[Collected data entries]
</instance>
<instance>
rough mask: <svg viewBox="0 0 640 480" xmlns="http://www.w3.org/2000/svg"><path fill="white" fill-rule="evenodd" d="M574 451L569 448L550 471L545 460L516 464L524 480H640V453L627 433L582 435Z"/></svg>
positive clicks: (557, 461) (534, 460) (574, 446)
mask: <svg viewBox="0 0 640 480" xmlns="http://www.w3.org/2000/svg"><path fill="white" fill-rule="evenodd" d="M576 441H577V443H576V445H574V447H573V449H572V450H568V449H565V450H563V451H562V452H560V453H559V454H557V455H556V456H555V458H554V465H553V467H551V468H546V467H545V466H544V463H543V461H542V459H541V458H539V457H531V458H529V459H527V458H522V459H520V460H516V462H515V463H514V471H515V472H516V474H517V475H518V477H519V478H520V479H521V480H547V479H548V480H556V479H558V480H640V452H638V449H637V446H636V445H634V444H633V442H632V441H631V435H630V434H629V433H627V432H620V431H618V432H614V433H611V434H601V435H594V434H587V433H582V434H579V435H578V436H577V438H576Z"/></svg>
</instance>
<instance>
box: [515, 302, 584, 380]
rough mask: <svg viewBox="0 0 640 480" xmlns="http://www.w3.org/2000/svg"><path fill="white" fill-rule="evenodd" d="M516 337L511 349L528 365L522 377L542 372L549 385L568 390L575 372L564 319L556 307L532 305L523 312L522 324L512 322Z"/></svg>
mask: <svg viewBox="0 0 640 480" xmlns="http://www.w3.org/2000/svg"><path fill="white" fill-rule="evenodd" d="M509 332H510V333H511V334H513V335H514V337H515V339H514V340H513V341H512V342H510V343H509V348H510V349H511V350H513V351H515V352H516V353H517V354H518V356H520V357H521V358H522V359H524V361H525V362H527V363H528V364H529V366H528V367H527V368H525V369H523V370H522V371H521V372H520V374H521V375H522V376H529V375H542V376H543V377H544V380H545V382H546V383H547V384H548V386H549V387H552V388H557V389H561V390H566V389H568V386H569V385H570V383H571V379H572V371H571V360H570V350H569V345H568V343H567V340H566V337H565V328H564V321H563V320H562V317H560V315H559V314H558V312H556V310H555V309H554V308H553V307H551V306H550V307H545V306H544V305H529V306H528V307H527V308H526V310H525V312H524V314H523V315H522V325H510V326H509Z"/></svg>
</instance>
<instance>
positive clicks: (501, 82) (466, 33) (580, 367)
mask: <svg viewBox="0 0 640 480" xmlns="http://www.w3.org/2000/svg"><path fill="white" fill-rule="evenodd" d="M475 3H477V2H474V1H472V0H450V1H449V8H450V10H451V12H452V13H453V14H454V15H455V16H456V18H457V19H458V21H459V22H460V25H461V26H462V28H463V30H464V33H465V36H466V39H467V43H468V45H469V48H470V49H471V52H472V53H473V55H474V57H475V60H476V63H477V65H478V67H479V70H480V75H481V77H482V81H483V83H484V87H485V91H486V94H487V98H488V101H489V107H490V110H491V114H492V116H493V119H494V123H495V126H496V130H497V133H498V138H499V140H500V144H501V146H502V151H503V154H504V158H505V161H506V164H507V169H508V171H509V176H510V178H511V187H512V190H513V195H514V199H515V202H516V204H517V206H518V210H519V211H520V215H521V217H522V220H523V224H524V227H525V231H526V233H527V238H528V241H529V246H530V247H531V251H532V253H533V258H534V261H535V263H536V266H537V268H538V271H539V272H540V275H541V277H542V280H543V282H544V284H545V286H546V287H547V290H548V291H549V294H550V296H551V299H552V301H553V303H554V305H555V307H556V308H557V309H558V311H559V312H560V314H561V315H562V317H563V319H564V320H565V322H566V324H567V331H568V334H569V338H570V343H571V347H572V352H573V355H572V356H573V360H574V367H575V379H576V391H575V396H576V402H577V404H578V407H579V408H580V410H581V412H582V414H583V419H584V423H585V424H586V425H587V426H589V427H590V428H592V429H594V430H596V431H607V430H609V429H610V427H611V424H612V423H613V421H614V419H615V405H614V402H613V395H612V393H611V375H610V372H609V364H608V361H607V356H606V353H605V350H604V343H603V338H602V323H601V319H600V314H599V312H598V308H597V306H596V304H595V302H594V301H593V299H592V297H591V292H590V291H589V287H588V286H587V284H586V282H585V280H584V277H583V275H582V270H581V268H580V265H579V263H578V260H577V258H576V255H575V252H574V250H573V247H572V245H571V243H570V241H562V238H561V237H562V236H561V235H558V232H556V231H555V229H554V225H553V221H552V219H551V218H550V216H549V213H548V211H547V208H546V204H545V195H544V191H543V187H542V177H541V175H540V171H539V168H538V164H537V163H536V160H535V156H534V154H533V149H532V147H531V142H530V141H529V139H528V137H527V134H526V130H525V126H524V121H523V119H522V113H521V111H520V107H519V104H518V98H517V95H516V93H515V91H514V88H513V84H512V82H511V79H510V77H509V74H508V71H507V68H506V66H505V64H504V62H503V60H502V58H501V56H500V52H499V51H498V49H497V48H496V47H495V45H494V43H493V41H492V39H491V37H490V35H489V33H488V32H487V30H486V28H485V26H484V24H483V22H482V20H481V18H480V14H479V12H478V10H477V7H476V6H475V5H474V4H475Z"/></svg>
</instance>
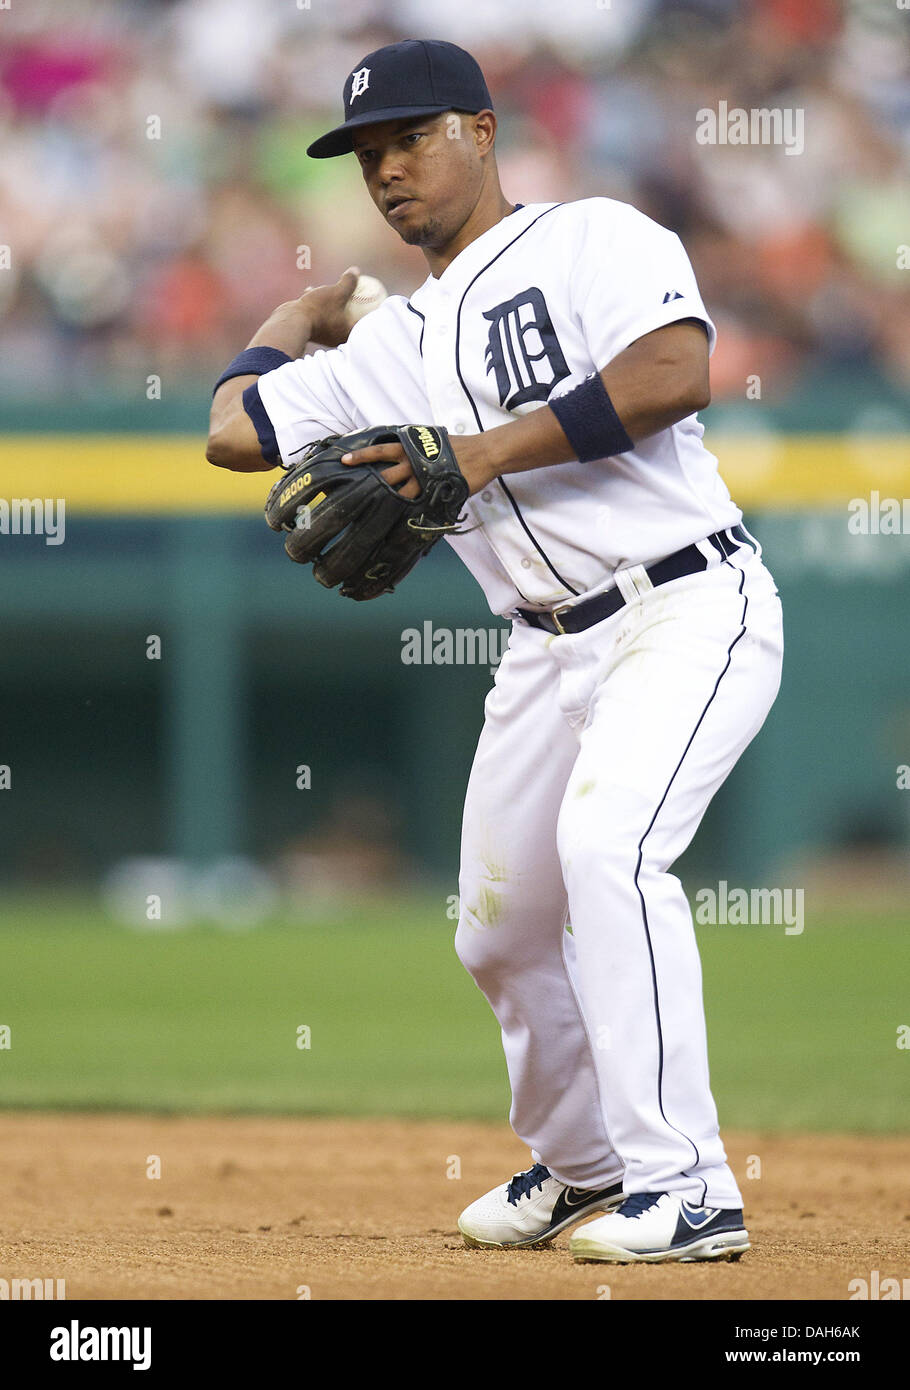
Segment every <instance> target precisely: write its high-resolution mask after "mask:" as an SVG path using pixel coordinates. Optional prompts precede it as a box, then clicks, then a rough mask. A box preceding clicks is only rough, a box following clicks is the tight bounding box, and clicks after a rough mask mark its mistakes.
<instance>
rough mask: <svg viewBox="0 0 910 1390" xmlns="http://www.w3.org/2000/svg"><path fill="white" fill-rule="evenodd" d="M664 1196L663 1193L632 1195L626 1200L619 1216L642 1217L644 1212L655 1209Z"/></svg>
mask: <svg viewBox="0 0 910 1390" xmlns="http://www.w3.org/2000/svg"><path fill="white" fill-rule="evenodd" d="M663 1195H664V1194H663V1193H632V1194H631V1195H629V1197H627V1198H625V1201H624V1202H622V1205H621V1207H620V1209H618V1212H617V1215H618V1216H640V1215H642V1212H646V1211H650V1208H652V1207H654V1205H656V1204H657V1202H659V1201H660V1198H661V1197H663Z"/></svg>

**What is needed**
Copy all of the material above word for word, but leave out the pictures.

**Result of the task**
</instance>
<instance>
rough mask: <svg viewBox="0 0 640 480" xmlns="http://www.w3.org/2000/svg"><path fill="white" fill-rule="evenodd" d="M574 451L569 448L550 471L545 460L516 464L524 480H640V453L627 433L582 435Z"/></svg>
positive clicks: (557, 461) (534, 460) (574, 446)
mask: <svg viewBox="0 0 640 480" xmlns="http://www.w3.org/2000/svg"><path fill="white" fill-rule="evenodd" d="M576 441H577V443H576V445H574V447H573V449H572V450H568V449H565V450H563V451H562V452H560V453H559V454H557V455H556V456H555V458H554V465H553V467H551V468H546V467H545V466H544V463H543V461H542V459H541V458H539V457H531V458H529V459H527V458H522V459H520V460H516V462H515V463H514V471H515V472H516V474H517V475H518V477H519V478H520V479H521V480H547V479H548V480H556V479H558V480H640V452H638V449H637V446H636V445H634V444H633V442H632V441H631V435H630V434H629V433H627V432H620V431H618V432H614V433H611V434H601V435H594V434H587V433H582V434H579V435H578V436H577V438H576Z"/></svg>
</instance>
<instance>
box: [515, 302, 584, 380]
rough mask: <svg viewBox="0 0 640 480" xmlns="http://www.w3.org/2000/svg"><path fill="white" fill-rule="evenodd" d="M516 337L511 349L528 365L522 377L542 372L549 385L568 390L575 372L564 319L556 307L532 305L523 312L522 324L512 322Z"/></svg>
mask: <svg viewBox="0 0 640 480" xmlns="http://www.w3.org/2000/svg"><path fill="white" fill-rule="evenodd" d="M509 332H510V333H511V334H513V335H514V337H515V339H514V340H513V341H512V342H510V343H509V348H510V349H511V350H513V351H515V352H516V353H517V354H518V356H520V357H521V358H522V359H524V361H525V362H527V363H528V364H529V366H528V367H527V368H525V369H523V370H522V371H521V372H520V374H521V375H522V376H529V375H542V376H543V377H544V380H545V382H546V383H547V384H548V386H549V387H552V388H557V389H561V390H566V389H568V386H569V385H570V383H571V379H572V371H571V360H570V350H569V345H568V343H567V340H566V337H565V328H564V321H563V320H562V317H560V315H559V314H558V312H556V310H555V309H554V308H553V307H551V306H550V307H545V306H544V305H529V306H528V307H527V308H526V310H525V312H524V314H523V315H522V325H510V326H509Z"/></svg>
</instance>
<instance>
positive clicks: (501, 82) (466, 33) (580, 367)
mask: <svg viewBox="0 0 640 480" xmlns="http://www.w3.org/2000/svg"><path fill="white" fill-rule="evenodd" d="M475 3H477V2H474V1H472V0H450V1H449V8H450V10H451V12H452V13H453V14H454V15H455V16H456V18H457V19H458V21H459V22H460V25H461V26H462V28H463V30H464V33H465V36H466V39H467V43H468V45H469V48H470V49H471V52H472V53H473V55H474V57H475V60H476V63H477V65H478V67H479V70H480V75H481V77H482V81H483V83H484V87H485V91H486V94H487V98H488V101H489V107H490V110H491V114H492V116H493V119H494V123H495V126H496V130H497V133H498V138H499V140H500V144H501V146H502V151H503V154H504V158H505V161H506V164H507V169H508V171H509V176H510V178H511V187H512V190H513V195H514V199H515V202H516V204H517V206H518V210H519V211H520V215H521V217H522V220H523V224H524V227H525V231H526V233H527V238H528V241H529V246H530V247H531V251H532V253H533V258H534V261H535V263H536V266H537V268H538V271H539V272H540V275H541V277H542V280H543V282H544V284H545V286H546V287H547V290H548V291H549V294H550V296H551V299H552V301H553V303H554V305H555V307H556V308H557V309H558V311H559V312H560V314H561V315H562V317H563V319H564V320H565V322H566V324H567V331H568V334H569V338H570V343H571V347H572V352H573V355H572V356H573V360H574V367H575V379H576V391H575V396H576V402H577V404H578V407H579V408H580V410H581V412H582V414H583V419H584V423H585V424H586V425H587V426H589V427H590V428H592V429H594V430H596V431H607V430H609V429H610V427H611V424H612V423H613V421H614V419H615V405H614V402H613V395H612V393H611V375H610V372H609V364H608V361H607V356H606V353H605V350H604V343H603V338H602V323H601V319H600V314H599V312H598V308H597V306H596V304H595V302H594V301H593V299H592V297H591V292H590V291H589V287H588V286H587V284H586V282H585V280H584V277H583V275H582V270H581V268H580V265H579V263H578V260H577V258H576V255H575V252H574V250H573V247H572V245H571V243H570V241H562V238H561V237H562V236H561V235H558V232H556V231H555V229H554V225H553V221H552V219H551V218H550V216H549V213H548V211H547V208H546V204H545V195H544V191H543V187H542V177H541V175H540V171H539V168H538V164H537V163H536V160H535V156H534V154H533V149H532V147H531V142H530V141H529V139H528V137H527V134H526V130H525V126H524V121H523V119H522V113H521V111H520V107H519V104H518V98H517V95H516V93H515V91H514V88H513V84H512V82H511V79H510V77H509V74H508V71H507V68H506V66H505V64H504V62H503V60H502V58H501V56H500V52H499V51H498V49H497V48H496V47H495V45H494V43H493V41H492V39H491V37H490V35H489V33H488V32H487V30H486V28H485V26H484V24H483V22H482V20H481V18H480V14H479V12H478V10H477V7H476V6H475V5H474V4H475Z"/></svg>
</instance>
Segment every <instance> target precisely: write its high-resolution mask after "mask:" as an SVG path using pixel coordinates. Optional prompts precede it as a box, then clicks, then a rough mask. A box preceding clicks is only rough, a box following clicks is the tight bounding box, and clicks after a rough mask mark its mistakes.
<instance>
rough mask: <svg viewBox="0 0 910 1390" xmlns="http://www.w3.org/2000/svg"><path fill="white" fill-rule="evenodd" d="M664 1196L663 1193L632 1195L626 1200L619 1216L642 1217L644 1212L655 1209Z"/></svg>
mask: <svg viewBox="0 0 910 1390" xmlns="http://www.w3.org/2000/svg"><path fill="white" fill-rule="evenodd" d="M663 1195H664V1194H663V1193H632V1194H631V1195H629V1197H627V1198H625V1201H624V1202H622V1205H621V1207H620V1209H618V1212H617V1215H618V1216H640V1215H642V1212H646V1211H650V1208H652V1207H654V1205H656V1204H657V1202H659V1201H660V1198H661V1197H663Z"/></svg>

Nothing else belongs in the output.